◆ PROBLEM DETAILS ◆
Reproduce the rows below word for word, from the first one up to and including the line with "[746,61,1288,855]". Leave the pictures out of your answer.

◆ GIVEN INFORMATION ◆
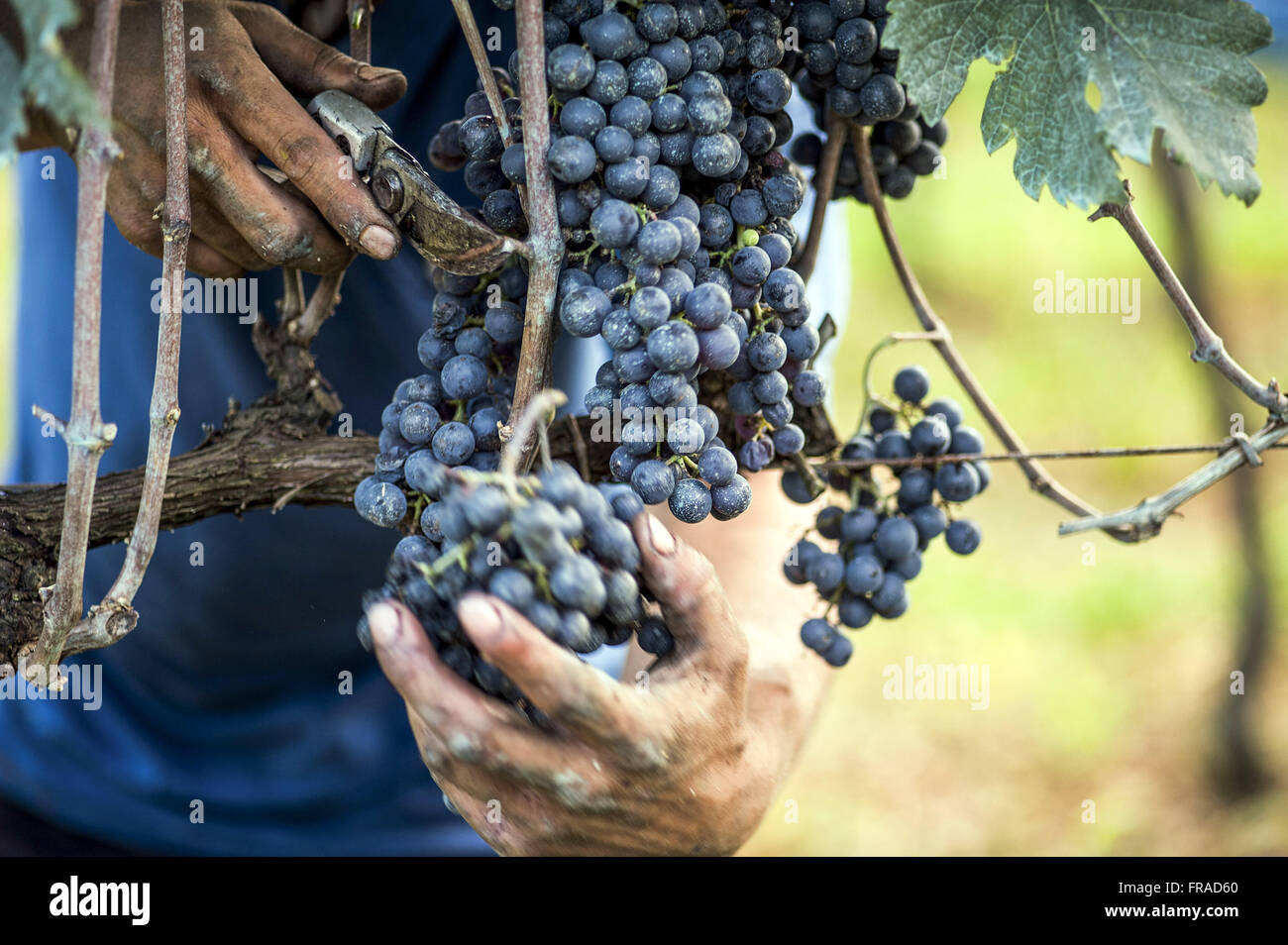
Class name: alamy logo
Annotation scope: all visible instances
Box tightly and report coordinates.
[152,275,259,325]
[881,657,989,710]
[0,658,103,712]
[1033,269,1140,325]
[49,876,152,926]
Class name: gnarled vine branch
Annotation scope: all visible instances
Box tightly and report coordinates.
[1087,180,1288,417]
[31,0,121,682]
[849,121,1136,542]
[51,0,192,659]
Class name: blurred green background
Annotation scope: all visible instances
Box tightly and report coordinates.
[0,56,1288,855]
[746,61,1288,855]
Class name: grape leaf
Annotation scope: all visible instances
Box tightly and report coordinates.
[0,0,102,158]
[884,0,1271,207]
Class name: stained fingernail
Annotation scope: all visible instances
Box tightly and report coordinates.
[648,515,675,555]
[456,594,505,646]
[358,65,398,82]
[358,223,398,259]
[368,604,402,646]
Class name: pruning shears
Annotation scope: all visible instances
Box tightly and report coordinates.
[306,89,522,275]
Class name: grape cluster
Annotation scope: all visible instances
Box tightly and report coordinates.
[783,366,991,666]
[358,460,674,721]
[353,259,528,528]
[791,0,948,201]
[430,0,823,523]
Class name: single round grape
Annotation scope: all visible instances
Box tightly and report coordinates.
[944,519,980,555]
[859,72,909,121]
[793,370,827,407]
[590,198,640,249]
[711,473,751,521]
[546,135,595,184]
[353,476,407,528]
[669,478,712,525]
[935,463,979,502]
[631,460,675,504]
[802,617,838,653]
[894,365,930,403]
[546,43,597,91]
[432,420,474,467]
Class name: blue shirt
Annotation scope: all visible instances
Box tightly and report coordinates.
[0,3,512,855]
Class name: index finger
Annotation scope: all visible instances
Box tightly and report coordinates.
[208,59,402,259]
[631,514,748,682]
[458,593,666,766]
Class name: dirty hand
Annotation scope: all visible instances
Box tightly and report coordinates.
[368,515,783,855]
[45,0,407,278]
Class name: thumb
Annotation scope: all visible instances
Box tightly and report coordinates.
[231,4,407,108]
[632,515,747,672]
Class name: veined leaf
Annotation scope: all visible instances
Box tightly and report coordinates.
[884,0,1271,207]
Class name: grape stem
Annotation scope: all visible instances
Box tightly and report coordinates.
[501,387,568,480]
[847,120,1141,542]
[452,0,514,147]
[854,331,944,437]
[793,109,845,282]
[1087,180,1288,420]
[812,438,1288,470]
[348,0,374,61]
[21,0,127,683]
[1060,421,1288,541]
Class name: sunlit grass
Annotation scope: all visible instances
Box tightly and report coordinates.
[747,58,1288,855]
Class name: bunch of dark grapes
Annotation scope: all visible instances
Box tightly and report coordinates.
[783,367,991,666]
[358,463,674,721]
[791,0,948,201]
[353,265,528,528]
[430,0,823,523]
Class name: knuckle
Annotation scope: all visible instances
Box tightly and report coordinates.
[271,135,325,181]
[446,726,489,765]
[309,44,358,77]
[255,224,313,265]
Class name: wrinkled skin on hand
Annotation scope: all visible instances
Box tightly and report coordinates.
[369,515,781,855]
[39,0,407,278]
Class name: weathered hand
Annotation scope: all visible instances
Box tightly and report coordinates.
[368,515,778,855]
[41,0,407,276]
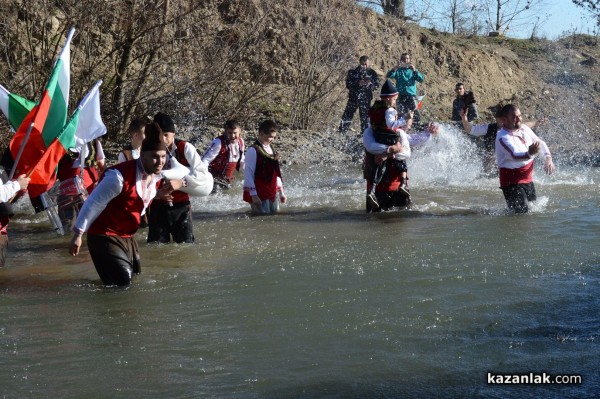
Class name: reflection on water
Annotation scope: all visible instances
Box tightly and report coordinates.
[0,127,600,398]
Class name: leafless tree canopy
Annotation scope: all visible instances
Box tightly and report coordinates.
[0,0,355,138]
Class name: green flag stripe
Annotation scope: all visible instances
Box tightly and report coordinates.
[42,59,68,147]
[8,93,35,130]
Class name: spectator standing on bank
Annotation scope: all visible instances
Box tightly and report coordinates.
[452,83,479,122]
[339,55,379,133]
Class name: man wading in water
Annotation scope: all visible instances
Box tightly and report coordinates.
[69,123,183,286]
[496,104,556,213]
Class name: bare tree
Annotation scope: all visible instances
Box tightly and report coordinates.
[487,0,545,34]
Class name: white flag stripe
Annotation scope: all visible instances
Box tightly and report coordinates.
[75,80,106,152]
[0,85,10,120]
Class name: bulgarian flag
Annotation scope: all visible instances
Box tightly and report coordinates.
[27,80,106,198]
[7,29,75,177]
[0,85,35,131]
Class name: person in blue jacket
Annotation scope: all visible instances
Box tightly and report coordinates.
[386,53,425,115]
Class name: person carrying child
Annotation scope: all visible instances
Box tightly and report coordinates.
[365,79,410,210]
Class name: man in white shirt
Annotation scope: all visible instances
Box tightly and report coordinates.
[495,104,556,213]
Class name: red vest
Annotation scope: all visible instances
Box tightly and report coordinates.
[367,159,402,193]
[498,162,533,187]
[157,140,190,204]
[243,143,281,203]
[88,161,152,238]
[208,136,242,181]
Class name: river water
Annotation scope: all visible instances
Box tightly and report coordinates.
[0,130,600,398]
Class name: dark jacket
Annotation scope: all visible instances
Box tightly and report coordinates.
[346,66,379,103]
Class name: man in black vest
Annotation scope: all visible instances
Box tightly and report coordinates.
[147,112,207,243]
[459,106,547,177]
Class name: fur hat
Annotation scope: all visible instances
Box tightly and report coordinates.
[154,112,175,133]
[141,122,167,151]
[379,79,398,97]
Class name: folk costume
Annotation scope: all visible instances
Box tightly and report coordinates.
[147,113,206,243]
[243,140,283,213]
[496,124,552,213]
[202,134,245,189]
[363,127,432,212]
[73,126,166,286]
[363,79,410,211]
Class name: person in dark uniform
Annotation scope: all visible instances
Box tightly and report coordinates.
[339,55,379,133]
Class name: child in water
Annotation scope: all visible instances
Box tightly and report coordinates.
[367,79,412,209]
[243,120,286,213]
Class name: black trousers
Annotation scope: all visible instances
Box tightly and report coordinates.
[87,234,141,286]
[500,182,537,213]
[147,201,194,243]
[0,234,8,267]
[367,191,411,213]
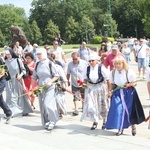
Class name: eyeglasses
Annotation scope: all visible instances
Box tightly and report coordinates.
[89,60,95,62]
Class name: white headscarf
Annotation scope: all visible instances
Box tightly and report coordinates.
[89,52,99,60]
[36,48,47,59]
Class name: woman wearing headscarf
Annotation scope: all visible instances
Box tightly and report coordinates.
[81,53,110,130]
[105,56,145,136]
[30,49,59,130]
[5,49,33,116]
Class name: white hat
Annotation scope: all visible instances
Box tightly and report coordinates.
[33,43,38,47]
[111,45,118,50]
[4,50,10,55]
[36,48,47,59]
[89,52,99,60]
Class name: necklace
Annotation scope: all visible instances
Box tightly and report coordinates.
[118,71,121,74]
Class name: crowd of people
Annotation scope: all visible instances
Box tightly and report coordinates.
[0,38,150,136]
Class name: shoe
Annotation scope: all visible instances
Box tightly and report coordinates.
[5,116,12,124]
[116,130,123,136]
[59,113,63,119]
[22,113,29,116]
[44,122,50,129]
[131,128,136,136]
[31,106,35,110]
[72,110,79,116]
[47,122,55,130]
[91,122,98,130]
[102,123,106,130]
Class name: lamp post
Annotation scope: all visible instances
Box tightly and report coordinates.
[135,25,137,38]
[85,22,88,43]
[107,0,113,37]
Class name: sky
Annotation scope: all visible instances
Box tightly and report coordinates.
[0,0,32,16]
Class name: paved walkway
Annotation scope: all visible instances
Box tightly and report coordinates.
[0,51,150,150]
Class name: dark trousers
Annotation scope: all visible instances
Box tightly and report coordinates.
[0,77,12,117]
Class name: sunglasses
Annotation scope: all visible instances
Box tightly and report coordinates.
[89,60,95,62]
[72,58,78,60]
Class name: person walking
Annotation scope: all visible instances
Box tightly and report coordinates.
[104,45,124,71]
[30,48,59,130]
[23,53,37,109]
[78,42,91,63]
[5,49,33,117]
[81,53,110,130]
[105,56,145,136]
[67,52,87,116]
[0,57,12,124]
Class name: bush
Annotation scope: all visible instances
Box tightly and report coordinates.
[92,35,102,44]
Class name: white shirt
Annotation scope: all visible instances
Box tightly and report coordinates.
[135,44,149,58]
[109,69,136,86]
[84,64,109,83]
[23,45,33,52]
[50,47,65,62]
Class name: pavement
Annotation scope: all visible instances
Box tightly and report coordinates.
[0,50,150,150]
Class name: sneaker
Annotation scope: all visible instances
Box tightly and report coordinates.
[5,116,11,124]
[47,122,55,130]
[72,110,79,116]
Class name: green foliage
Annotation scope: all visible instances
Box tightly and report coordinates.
[44,20,60,44]
[0,30,5,47]
[92,35,102,44]
[111,0,143,37]
[65,16,79,43]
[107,37,115,43]
[0,4,26,44]
[140,0,150,37]
[30,21,43,45]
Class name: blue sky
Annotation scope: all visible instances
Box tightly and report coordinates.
[0,0,32,16]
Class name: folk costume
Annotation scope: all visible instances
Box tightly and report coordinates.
[5,49,33,116]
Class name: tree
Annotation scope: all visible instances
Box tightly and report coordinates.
[111,0,143,37]
[0,30,5,47]
[140,0,150,37]
[65,16,80,43]
[44,19,60,44]
[30,20,43,45]
[0,4,27,43]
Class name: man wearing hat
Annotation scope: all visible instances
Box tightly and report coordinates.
[104,45,125,70]
[67,52,87,116]
[81,53,110,130]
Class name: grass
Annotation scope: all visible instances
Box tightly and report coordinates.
[0,44,100,53]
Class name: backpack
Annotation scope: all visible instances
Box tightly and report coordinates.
[86,65,104,84]
[112,69,129,83]
[79,48,90,57]
[35,61,54,78]
[17,58,31,78]
[0,57,11,81]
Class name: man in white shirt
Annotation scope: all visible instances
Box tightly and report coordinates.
[78,42,91,62]
[23,42,33,53]
[50,41,66,64]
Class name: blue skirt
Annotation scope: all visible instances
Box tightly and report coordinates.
[105,87,145,130]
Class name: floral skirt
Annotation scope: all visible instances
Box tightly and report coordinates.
[80,82,109,122]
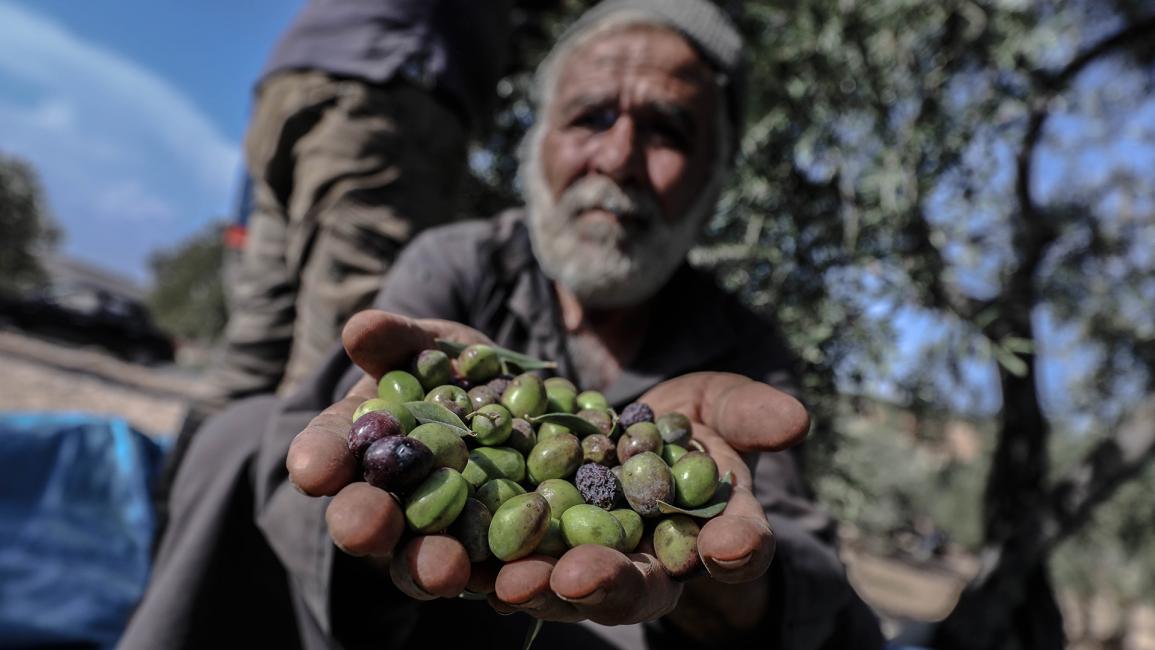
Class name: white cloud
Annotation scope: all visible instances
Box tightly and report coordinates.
[92,180,178,223]
[0,0,240,279]
[0,3,238,195]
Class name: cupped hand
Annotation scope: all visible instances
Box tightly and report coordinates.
[491,373,810,638]
[286,311,809,625]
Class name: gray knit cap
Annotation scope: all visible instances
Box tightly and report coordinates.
[542,0,746,151]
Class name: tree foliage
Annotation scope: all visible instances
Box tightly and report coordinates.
[148,224,228,342]
[0,155,59,291]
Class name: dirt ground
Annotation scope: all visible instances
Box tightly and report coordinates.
[0,330,1155,650]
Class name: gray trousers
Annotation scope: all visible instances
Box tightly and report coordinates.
[209,72,468,401]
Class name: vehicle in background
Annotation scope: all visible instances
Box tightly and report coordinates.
[0,259,176,365]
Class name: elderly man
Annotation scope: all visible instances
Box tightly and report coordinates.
[125,0,882,649]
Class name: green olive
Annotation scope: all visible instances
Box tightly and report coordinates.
[412,350,453,393]
[469,404,513,447]
[526,433,582,484]
[537,478,586,518]
[457,344,501,384]
[578,390,610,411]
[489,492,550,562]
[377,371,425,404]
[671,451,718,508]
[409,423,469,472]
[405,468,469,533]
[353,397,417,433]
[561,503,626,552]
[501,373,549,418]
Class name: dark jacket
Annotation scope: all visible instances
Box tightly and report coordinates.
[262,0,512,127]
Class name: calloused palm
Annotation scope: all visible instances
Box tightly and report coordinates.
[286,312,809,625]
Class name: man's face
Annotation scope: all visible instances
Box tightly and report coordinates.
[522,25,722,307]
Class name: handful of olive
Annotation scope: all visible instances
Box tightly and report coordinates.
[348,342,730,577]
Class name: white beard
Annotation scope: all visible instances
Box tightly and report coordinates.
[521,129,723,308]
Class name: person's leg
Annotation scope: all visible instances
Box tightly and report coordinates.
[206,72,338,408]
[280,81,468,394]
[118,397,299,650]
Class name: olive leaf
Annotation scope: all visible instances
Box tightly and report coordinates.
[437,338,558,371]
[521,619,545,650]
[529,413,602,438]
[405,402,476,436]
[657,472,733,520]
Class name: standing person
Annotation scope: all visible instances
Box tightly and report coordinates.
[208,0,513,404]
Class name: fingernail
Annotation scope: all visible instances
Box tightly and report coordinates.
[710,555,751,570]
[558,589,605,605]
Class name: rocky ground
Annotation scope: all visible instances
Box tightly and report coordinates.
[0,330,1155,650]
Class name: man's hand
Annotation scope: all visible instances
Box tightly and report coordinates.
[491,373,810,636]
[286,312,809,626]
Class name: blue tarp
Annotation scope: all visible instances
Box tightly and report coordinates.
[0,413,163,648]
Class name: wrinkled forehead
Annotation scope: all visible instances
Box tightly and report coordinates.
[553,23,718,106]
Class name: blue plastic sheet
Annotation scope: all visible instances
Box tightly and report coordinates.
[0,413,163,648]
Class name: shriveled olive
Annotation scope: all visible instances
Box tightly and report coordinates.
[621,451,673,517]
[490,492,550,562]
[618,421,662,463]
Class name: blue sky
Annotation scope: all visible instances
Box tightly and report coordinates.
[0,0,301,283]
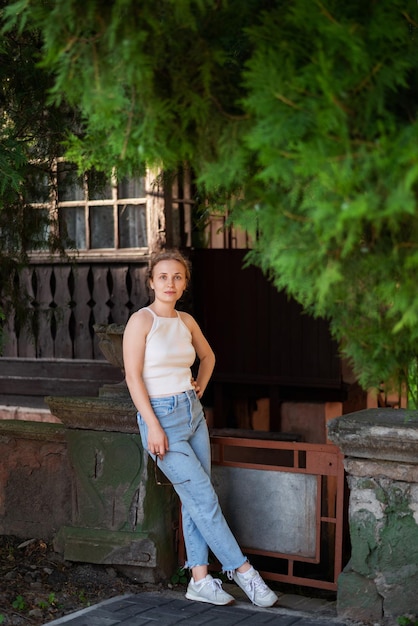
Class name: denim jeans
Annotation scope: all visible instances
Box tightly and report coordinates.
[138,390,246,572]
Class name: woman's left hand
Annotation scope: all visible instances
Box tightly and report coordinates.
[192,378,203,400]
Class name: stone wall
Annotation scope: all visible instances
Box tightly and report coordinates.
[0,420,72,540]
[328,409,418,624]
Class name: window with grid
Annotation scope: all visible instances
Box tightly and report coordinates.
[28,161,148,253]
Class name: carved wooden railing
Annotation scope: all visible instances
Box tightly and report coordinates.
[2,260,148,359]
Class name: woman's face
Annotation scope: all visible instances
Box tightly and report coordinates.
[150,259,187,303]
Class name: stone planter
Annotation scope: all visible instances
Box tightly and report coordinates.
[45,324,178,582]
[328,409,418,624]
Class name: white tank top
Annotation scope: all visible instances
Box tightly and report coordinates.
[142,307,196,396]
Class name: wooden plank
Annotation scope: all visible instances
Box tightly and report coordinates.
[17,267,37,357]
[110,265,129,324]
[0,358,123,403]
[130,263,150,312]
[52,264,73,359]
[0,358,121,382]
[70,265,94,359]
[34,265,54,358]
[0,377,120,394]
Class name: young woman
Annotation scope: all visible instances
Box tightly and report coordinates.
[123,250,278,607]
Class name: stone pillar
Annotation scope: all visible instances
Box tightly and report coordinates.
[46,389,178,582]
[328,408,418,624]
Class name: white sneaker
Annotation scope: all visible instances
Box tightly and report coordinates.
[186,574,235,606]
[232,567,279,608]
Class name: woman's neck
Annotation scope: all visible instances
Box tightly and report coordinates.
[149,300,177,317]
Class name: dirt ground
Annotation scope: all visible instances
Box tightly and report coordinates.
[0,536,167,626]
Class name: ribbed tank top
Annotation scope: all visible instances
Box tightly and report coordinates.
[142,307,196,396]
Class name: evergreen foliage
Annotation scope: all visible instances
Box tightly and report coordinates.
[0,3,74,339]
[2,0,418,400]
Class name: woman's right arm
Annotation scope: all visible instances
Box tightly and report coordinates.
[123,310,168,458]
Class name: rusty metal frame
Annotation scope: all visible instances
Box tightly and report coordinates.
[179,435,345,591]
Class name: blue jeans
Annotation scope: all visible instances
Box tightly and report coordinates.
[138,390,246,572]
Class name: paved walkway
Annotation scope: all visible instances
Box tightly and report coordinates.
[44,585,343,626]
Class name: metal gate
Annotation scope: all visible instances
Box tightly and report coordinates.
[179,435,345,591]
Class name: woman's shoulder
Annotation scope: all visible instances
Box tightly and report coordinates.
[126,307,154,332]
[177,311,196,330]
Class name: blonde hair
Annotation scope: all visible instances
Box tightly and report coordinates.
[148,248,191,284]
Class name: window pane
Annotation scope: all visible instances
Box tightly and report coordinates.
[58,163,84,202]
[90,206,115,248]
[87,170,112,200]
[24,167,50,204]
[118,204,148,248]
[118,176,145,198]
[59,207,87,250]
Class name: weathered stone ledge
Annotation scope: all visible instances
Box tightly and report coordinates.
[328,408,418,626]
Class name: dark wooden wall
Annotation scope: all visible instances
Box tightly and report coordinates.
[192,249,344,425]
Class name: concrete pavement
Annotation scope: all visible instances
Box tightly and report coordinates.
[44,585,344,626]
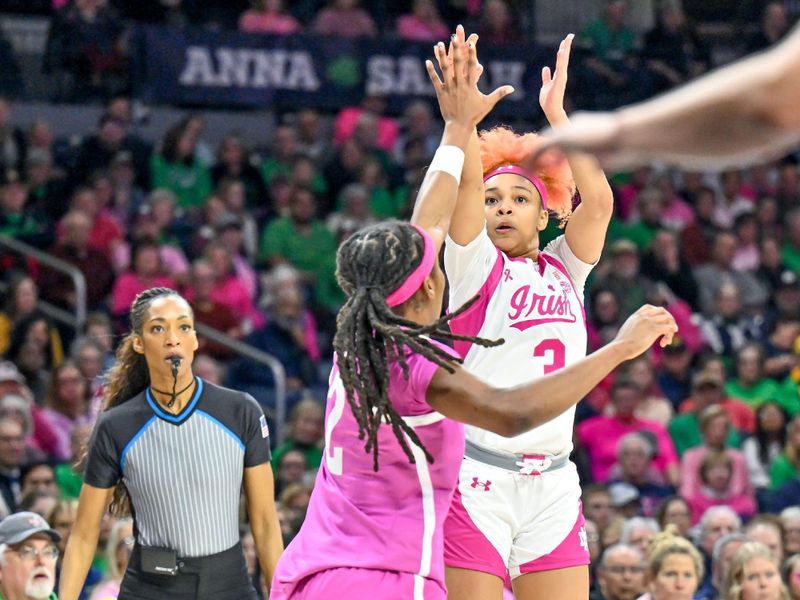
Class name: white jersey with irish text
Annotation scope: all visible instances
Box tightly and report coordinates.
[444,229,593,456]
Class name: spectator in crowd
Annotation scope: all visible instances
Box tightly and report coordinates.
[272,397,318,469]
[0,169,53,247]
[722,542,789,600]
[609,431,675,516]
[20,460,58,497]
[44,0,127,101]
[187,259,242,359]
[0,417,25,517]
[89,519,134,600]
[694,230,767,317]
[579,0,641,108]
[111,239,177,321]
[311,0,377,38]
[38,361,89,461]
[260,188,341,307]
[679,404,753,504]
[150,119,211,209]
[695,533,750,600]
[783,555,800,600]
[745,2,789,54]
[619,517,661,554]
[764,317,800,381]
[475,0,522,44]
[71,112,149,185]
[642,2,709,93]
[687,451,756,521]
[643,530,704,600]
[325,183,377,244]
[203,242,264,333]
[576,379,678,484]
[275,450,308,496]
[397,0,450,42]
[780,506,800,556]
[0,512,61,600]
[229,287,317,406]
[742,401,788,506]
[211,134,268,212]
[656,336,693,409]
[656,496,692,538]
[0,96,27,171]
[744,515,785,564]
[590,544,645,600]
[641,229,698,307]
[39,210,114,309]
[769,415,800,490]
[239,0,302,35]
[725,343,780,409]
[109,150,145,231]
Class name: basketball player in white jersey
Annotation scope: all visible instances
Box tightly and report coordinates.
[445,35,613,600]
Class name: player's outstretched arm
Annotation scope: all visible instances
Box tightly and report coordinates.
[539,34,614,263]
[547,26,800,170]
[411,25,514,250]
[426,305,678,437]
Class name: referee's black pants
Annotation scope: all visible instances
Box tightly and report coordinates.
[119,544,258,600]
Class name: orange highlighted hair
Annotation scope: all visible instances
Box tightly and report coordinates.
[479,127,575,224]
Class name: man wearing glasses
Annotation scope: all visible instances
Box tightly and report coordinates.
[0,512,61,600]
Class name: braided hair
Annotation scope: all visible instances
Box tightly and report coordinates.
[92,287,188,517]
[333,221,503,471]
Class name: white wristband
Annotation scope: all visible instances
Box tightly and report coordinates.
[428,144,464,183]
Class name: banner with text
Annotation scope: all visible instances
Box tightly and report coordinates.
[133,26,553,119]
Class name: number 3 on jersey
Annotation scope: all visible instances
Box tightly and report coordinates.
[325,366,347,475]
[533,338,566,375]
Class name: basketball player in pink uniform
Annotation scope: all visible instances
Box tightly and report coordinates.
[270,28,676,600]
[444,35,613,600]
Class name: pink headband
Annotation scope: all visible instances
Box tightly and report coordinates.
[386,225,436,307]
[483,165,547,210]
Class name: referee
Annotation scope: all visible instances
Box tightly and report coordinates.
[59,288,282,600]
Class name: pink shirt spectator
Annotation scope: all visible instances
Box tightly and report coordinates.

◆ WRITTEN ANSWER ◆
Class name: alamy logo
Annotation scope: all visible instances
Box tightly and report coordinates.
[152,275,259,325]
[881,657,989,710]
[0,658,103,712]
[1033,269,1140,325]
[49,876,152,926]
Class name: gnarled vine branch
Annotation scope: all visible instances
Box tightly and report coordinates.
[1087,180,1288,417]
[31,0,121,682]
[849,121,1136,542]
[51,0,192,659]
Class name: blurred green background
Annotation scope: all visible instances
Box tightly and report coordinates.
[0,56,1288,855]
[746,61,1288,855]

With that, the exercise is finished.